### TEXT PROVIDED
^^^^^^^^
Thanks for moving more cost modelling into vplan. I just had a few concerns about some missing costs and a possible test regression.

david-arm · 2025-09-09T12:09:11Z

llvm/lib/Transforms/Vectorize/VPlanRecipes.cpp

+    // later gets removed.
+    Value *TC = getParent()->getPlan()->getTripCount()->getUnderlyingValue();
+    ConstantInt *TCConst = dyn_cast_if_present<ConstantInt>(TC);
+    if (TCConst && TCConst->getValue().ule(VF.getKnownMinValue()))


Can you add a TODO for the case where TC=vscale x M and VF=vscale * N as well? In such cases we should also be able to prove that TC <= VF because it just requires asking if M <= N.

david-arm · 2025-09-09T12:10:08Z

llvm/lib/Transforms/Vectorize/VPlanRecipes.cpp

    return Ctx.TTI.getIndexedVectorInstrCostFromEnd(Instruction::ExtractElement,
                                                    VecTy, Ctx.CostKind, 0);
  }
+  case VPInstruction::BranchOnCount: {


I think BranchOnCond needs adding too.
^^^^^^^^
### DATA TO PROCESS

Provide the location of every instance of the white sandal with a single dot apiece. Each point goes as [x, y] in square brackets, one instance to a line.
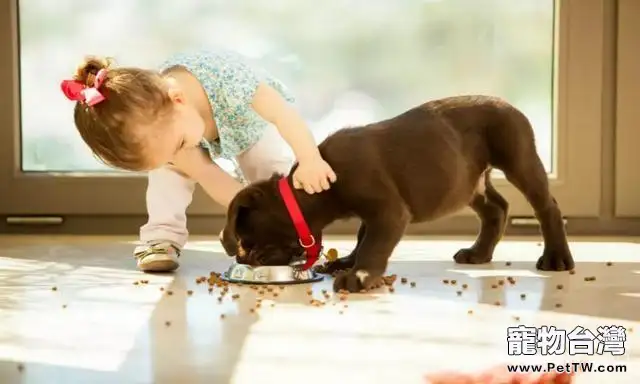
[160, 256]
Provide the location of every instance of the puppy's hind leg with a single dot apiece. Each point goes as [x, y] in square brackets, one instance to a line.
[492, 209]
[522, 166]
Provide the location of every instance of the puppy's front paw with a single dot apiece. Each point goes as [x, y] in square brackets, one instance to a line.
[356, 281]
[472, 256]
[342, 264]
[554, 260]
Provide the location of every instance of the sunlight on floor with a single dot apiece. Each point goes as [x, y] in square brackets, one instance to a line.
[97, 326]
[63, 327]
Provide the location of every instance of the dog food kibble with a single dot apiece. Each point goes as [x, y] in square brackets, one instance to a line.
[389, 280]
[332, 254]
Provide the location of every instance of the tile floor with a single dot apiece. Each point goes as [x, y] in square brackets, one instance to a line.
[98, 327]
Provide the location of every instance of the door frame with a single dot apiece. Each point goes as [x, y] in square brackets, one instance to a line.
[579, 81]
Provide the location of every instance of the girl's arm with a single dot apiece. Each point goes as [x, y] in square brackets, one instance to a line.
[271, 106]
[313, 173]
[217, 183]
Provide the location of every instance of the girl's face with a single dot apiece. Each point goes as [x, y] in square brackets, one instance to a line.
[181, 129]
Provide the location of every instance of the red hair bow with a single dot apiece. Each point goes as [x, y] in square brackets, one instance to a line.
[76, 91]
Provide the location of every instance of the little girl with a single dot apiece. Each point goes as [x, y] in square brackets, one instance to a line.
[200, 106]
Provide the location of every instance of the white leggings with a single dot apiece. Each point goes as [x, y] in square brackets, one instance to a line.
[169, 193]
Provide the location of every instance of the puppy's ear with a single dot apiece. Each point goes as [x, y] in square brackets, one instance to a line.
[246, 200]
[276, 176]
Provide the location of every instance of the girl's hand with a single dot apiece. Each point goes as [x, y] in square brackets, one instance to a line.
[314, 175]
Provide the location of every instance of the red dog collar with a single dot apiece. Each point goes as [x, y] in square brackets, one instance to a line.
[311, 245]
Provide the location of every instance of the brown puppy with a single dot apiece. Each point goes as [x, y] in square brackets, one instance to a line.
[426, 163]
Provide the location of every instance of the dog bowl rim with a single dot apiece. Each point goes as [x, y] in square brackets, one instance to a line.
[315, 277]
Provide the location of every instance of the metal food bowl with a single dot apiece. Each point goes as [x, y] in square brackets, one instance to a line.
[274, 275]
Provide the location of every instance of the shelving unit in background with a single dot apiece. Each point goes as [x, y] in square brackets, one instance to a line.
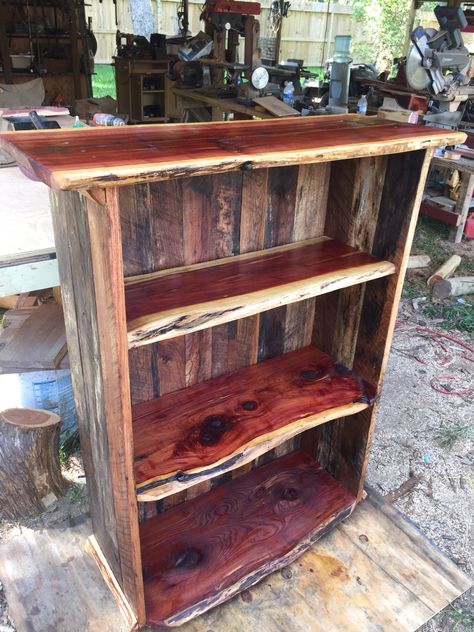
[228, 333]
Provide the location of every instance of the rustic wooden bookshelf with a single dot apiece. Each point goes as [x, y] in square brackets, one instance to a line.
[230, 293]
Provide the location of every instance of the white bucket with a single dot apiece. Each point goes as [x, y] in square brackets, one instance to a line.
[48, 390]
^^^^^^^^
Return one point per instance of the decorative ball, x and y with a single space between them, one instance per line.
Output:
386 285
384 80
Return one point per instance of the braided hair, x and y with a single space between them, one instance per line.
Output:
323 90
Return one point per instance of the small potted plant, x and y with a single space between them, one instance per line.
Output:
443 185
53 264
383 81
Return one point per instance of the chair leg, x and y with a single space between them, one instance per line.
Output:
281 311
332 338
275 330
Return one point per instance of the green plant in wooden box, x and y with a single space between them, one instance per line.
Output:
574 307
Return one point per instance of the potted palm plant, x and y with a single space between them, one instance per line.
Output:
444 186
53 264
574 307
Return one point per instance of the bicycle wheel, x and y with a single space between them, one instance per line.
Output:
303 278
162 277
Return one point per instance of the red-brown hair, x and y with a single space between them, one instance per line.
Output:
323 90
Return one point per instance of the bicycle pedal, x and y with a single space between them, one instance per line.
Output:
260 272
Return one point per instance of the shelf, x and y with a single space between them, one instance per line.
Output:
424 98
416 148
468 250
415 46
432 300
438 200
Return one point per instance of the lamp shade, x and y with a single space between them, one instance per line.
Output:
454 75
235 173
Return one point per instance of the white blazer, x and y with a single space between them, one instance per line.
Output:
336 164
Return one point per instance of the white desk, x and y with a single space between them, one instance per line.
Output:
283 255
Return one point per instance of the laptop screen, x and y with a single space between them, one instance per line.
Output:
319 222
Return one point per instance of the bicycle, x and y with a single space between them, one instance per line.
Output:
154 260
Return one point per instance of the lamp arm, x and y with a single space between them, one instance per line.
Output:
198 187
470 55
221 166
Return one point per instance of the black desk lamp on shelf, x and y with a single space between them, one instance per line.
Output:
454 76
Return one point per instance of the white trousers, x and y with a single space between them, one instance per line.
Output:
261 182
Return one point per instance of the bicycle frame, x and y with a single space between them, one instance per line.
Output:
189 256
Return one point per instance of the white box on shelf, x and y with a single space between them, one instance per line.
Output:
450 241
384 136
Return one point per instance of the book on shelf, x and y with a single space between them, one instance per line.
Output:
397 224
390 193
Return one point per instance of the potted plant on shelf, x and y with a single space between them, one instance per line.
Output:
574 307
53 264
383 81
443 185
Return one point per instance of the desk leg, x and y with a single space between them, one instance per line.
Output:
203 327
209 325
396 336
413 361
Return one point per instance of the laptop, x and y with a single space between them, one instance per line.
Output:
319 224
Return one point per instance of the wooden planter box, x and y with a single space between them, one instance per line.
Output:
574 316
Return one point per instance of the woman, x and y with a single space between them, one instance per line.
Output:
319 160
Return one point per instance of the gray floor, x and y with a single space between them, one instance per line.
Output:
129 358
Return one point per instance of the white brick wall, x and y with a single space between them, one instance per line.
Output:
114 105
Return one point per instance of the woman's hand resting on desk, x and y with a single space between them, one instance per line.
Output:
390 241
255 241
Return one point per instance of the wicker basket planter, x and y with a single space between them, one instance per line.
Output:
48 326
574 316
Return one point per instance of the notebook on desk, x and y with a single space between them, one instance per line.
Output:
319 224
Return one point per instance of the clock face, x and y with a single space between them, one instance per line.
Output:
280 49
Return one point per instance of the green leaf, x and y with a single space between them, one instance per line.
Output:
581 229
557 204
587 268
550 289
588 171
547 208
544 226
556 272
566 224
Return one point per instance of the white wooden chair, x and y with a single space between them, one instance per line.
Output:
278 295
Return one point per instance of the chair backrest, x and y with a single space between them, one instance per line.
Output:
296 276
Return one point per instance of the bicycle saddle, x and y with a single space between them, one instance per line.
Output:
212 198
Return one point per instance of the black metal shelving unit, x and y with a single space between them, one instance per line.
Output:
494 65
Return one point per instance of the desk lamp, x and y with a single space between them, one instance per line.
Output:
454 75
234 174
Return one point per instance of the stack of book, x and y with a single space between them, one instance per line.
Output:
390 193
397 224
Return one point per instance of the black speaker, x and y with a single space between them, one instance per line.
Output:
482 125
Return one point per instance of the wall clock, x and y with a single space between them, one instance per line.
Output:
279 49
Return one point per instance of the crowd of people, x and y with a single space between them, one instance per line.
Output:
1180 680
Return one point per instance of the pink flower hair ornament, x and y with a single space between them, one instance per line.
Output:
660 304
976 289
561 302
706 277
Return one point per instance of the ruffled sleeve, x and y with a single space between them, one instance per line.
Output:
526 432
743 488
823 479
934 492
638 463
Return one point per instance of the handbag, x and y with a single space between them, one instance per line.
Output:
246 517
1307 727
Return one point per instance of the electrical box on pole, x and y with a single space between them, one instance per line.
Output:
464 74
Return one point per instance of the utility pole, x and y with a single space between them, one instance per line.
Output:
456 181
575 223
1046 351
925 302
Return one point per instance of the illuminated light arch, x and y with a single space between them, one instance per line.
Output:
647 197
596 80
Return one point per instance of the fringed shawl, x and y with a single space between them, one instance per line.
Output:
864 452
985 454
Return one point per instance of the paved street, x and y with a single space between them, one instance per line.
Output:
^^^^^^^^
### LIST OF TASKS
**a)** Select and copy each line of the records that contains the string "food", treating uppercase and lowercase letters as distinct.
**b)** Write the next part of the code review thread on VPlan cost modeling, starting after its last comment.

### TASK-BY-TASK RESULTS
**a)**
Provide the location of every instance of the dog food kibble with a single dot apiece. Each point goes as [x, y] in square brackets, one instance to a line.
Provide the location of every instance of the metal food bowl with a single dot apiece. Each point goes as [x, y] in square brackets, one instance to a line.

**b)**
BranchOnCond doesn't cause a compare instruction to be generated, it uses the condition generated by another instruction.

david-arm · 2025-09-09T12:12:38Z

llvm/lib/Transforms/Vectorize/VPlanRecipes.cpp

+    Type *ValTy = Ctx.Types.inferScalarType(getOperand(0));
+    return Ctx.TTI.getCmpSelInstrCost(Instruction::ICmp, ValTy,
+                                      CmpInst::makeCmpResultType(ValTy),
+                                      CmpInst::ICMP_EQ, Ctx.CostKind);


I think you need to add the cost of the branch as well.

I've deliberately avoided touching branch costs to keep the scope of this work as small as possible.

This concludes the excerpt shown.